◆ **EXERCISE GOAL**
Your answer must be the listing, given again word for word.

◆ **SUPPLIED RECORDS**
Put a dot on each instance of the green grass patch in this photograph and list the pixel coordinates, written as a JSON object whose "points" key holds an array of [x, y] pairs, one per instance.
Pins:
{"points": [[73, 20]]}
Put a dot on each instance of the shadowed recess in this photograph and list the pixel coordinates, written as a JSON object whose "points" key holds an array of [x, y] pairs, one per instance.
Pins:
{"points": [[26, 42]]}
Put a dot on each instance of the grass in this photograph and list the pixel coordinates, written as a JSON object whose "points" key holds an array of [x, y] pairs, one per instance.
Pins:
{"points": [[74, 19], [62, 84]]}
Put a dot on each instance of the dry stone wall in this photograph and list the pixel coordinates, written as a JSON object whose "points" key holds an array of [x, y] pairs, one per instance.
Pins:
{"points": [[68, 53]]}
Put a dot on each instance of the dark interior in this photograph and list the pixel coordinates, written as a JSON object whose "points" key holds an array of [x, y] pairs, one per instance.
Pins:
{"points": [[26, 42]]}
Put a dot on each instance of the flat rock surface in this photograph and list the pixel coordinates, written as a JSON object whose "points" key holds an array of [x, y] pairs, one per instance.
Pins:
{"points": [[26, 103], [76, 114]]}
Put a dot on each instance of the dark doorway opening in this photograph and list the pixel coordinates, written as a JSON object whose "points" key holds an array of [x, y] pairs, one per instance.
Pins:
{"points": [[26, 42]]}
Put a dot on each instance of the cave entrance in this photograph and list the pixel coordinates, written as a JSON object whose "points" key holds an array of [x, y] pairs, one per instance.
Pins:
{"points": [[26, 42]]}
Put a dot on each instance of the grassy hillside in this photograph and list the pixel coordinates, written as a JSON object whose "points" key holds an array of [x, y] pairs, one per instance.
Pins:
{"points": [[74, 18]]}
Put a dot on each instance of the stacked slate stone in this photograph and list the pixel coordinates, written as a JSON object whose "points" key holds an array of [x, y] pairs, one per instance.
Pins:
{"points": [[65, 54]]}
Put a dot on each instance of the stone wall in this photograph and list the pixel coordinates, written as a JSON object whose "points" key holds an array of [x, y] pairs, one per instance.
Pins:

◆ **ANSWER TO THIS EXERCISE**
Put a dot on each instance of the green grass patch in this photograph and list the pixel coordinates, written as a JSON object whose "points" key holds an array of [x, y] pairs, one per instance.
Pins:
{"points": [[73, 20]]}
Put a dot on each instance of the shadowed recess in this photograph and list the pixel coordinates, written as a JSON object whose "points" key holds an array of [x, y] pairs, one per instance.
Pins:
{"points": [[26, 42]]}
Put a dot on each instance of the grass in this photograph and list the pixel coordinates, written as a JSON object whose "points" key holds an array of [x, y] pairs, one per instance.
Pins:
{"points": [[74, 19], [62, 84]]}
Put a dot on each instance of the dry stone wall in this photograph and list the pixel coordinates, written as a JSON object whose "points" key holds an array of [x, y] pairs, one per instance.
Pins:
{"points": [[68, 53]]}
Put a dot on each instance of the dark interior in this photograph and list the pixel coordinates, written as a JSON object whose "points" key holds an array of [x, y] pairs, one per instance.
Pins:
{"points": [[26, 42]]}
Put a dot on each instance of the flat rock surface in this photograph and list the pixel coordinates, written as a JSON object whose "points" key holds an array of [x, y] pairs, one per instance.
Pins:
{"points": [[26, 103], [76, 114]]}
Put a dot on each instance of the dark doorway opening in this photograph and list the pixel coordinates, written as a JSON object whose "points" key holds an array of [x, y] pairs, one per instance.
Pins:
{"points": [[26, 42]]}
Put a dot on each instance of the cave entrance in this photograph and list the pixel coordinates, written as a JSON object whose "points" key holds an array of [x, y] pairs, one per instance.
Pins:
{"points": [[26, 42]]}
Put a dot on each instance of the grassy hillside in this photograph and list the pixel coordinates, written as a JSON object whose "points" key holds an array of [x, y] pairs, one per instance.
Pins:
{"points": [[74, 18]]}
Put a dot on each instance of the stacked slate stone in this photograph and list the pixel coordinates, written as a JSON object whose "points" key holds an array of [x, y] pairs, one per instance.
Pins:
{"points": [[65, 54]]}
Put a dot on each instance of the stone wall in this photograph and list the pixel coordinates, written as a JSON object whose "points" key holds an array of [x, y] pairs, one per instance.
Pins:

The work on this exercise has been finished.